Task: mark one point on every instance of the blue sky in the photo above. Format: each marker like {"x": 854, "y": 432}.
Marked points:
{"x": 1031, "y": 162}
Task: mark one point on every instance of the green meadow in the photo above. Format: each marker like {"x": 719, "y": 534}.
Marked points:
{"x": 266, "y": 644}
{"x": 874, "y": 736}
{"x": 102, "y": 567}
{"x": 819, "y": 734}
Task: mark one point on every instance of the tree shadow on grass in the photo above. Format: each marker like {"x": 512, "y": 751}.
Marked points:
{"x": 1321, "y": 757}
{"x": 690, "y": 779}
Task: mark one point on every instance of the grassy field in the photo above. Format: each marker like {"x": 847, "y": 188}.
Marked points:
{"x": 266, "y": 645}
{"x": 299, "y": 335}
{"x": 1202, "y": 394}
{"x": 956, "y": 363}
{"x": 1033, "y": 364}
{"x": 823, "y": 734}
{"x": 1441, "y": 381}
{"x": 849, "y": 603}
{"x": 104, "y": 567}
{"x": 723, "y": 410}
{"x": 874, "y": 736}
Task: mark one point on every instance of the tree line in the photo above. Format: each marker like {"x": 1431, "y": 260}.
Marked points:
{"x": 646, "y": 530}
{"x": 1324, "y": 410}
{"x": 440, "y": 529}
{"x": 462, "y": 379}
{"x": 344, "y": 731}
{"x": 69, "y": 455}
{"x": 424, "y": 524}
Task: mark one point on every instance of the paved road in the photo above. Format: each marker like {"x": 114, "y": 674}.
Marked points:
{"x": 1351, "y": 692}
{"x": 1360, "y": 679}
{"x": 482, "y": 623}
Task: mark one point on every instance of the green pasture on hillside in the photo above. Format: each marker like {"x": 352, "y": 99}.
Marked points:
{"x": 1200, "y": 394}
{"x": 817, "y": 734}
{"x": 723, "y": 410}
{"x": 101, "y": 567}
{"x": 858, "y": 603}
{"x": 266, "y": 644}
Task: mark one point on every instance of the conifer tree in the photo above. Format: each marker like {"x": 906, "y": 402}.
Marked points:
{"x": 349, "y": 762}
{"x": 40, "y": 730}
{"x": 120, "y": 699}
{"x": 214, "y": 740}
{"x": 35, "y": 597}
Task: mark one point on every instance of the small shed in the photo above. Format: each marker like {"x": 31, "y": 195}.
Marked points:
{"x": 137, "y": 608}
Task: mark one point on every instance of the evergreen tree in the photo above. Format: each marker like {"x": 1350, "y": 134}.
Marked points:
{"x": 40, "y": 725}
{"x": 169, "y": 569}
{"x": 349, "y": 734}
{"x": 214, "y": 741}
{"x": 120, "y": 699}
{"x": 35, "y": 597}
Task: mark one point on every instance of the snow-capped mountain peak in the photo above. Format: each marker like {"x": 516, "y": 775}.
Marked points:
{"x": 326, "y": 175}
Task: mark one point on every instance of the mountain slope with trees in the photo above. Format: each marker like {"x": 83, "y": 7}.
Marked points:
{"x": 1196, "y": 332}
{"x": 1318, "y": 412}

____________

**Problem to work on**
The full listing above needs to be output exactly.

**Written reply**
Task: mark one point on every instance of the blue sky in the photo above. Format: each marker like {"x": 854, "y": 432}.
Marked points:
{"x": 1031, "y": 162}
Task: mark one point on every instance of the green meadow in the photo above. Format: each marker like {"x": 719, "y": 534}.
Marked points:
{"x": 266, "y": 644}
{"x": 874, "y": 736}
{"x": 102, "y": 567}
{"x": 819, "y": 734}
Task: mark one point on every instance of the tree shadow on grass in the photo above. Format: each marker like {"x": 512, "y": 751}.
Marked points:
{"x": 1321, "y": 757}
{"x": 690, "y": 779}
Task: mark one point on every instance of the grassy field in the photo above. Format: each marker like {"x": 847, "y": 188}.
Marked points:
{"x": 266, "y": 645}
{"x": 299, "y": 335}
{"x": 1202, "y": 394}
{"x": 956, "y": 363}
{"x": 1033, "y": 364}
{"x": 823, "y": 734}
{"x": 1441, "y": 381}
{"x": 849, "y": 603}
{"x": 104, "y": 567}
{"x": 723, "y": 410}
{"x": 874, "y": 736}
Task: mark one point on every instance of the tree line in the photo above. Format: each marker like {"x": 1431, "y": 260}.
Marked points:
{"x": 646, "y": 530}
{"x": 1324, "y": 410}
{"x": 440, "y": 529}
{"x": 462, "y": 379}
{"x": 344, "y": 731}
{"x": 69, "y": 455}
{"x": 424, "y": 524}
Task: mark one point on every instance of the paved road in the photo above. Format: each marker like {"x": 114, "y": 674}.
Marked points:
{"x": 1351, "y": 692}
{"x": 1360, "y": 679}
{"x": 482, "y": 623}
Task: mark one point on every instance of the green pasture on hillside in the photo above. Format: each marker like {"x": 352, "y": 99}.
Marked points:
{"x": 1200, "y": 394}
{"x": 817, "y": 734}
{"x": 723, "y": 410}
{"x": 101, "y": 567}
{"x": 858, "y": 603}
{"x": 266, "y": 644}
Task: mark one point on every instance of the conifer tree in the photo above. Format: each marker like {"x": 906, "y": 402}.
Marked points:
{"x": 349, "y": 762}
{"x": 40, "y": 730}
{"x": 120, "y": 699}
{"x": 214, "y": 740}
{"x": 35, "y": 597}
Task: mark one point on every instance of the small shed in the photo above. Format: each marker like {"x": 31, "y": 195}.
Marked points:
{"x": 137, "y": 608}
Task: mark one point on every instance of the evergreen tree in the photo above. Format: each marker like {"x": 1350, "y": 134}.
Marked points:
{"x": 40, "y": 725}
{"x": 169, "y": 569}
{"x": 349, "y": 734}
{"x": 214, "y": 741}
{"x": 120, "y": 699}
{"x": 35, "y": 597}
Task: mark one point on every instance of the snow-capped mountain peak in the photo above. Format: each marker like {"x": 516, "y": 775}.
Marked points:
{"x": 326, "y": 175}
Task: mark one point on every instance of the mountain slope with trees in the photo above. Format: each marker like {"x": 83, "y": 7}.
Marked points:
{"x": 1196, "y": 332}
{"x": 1318, "y": 412}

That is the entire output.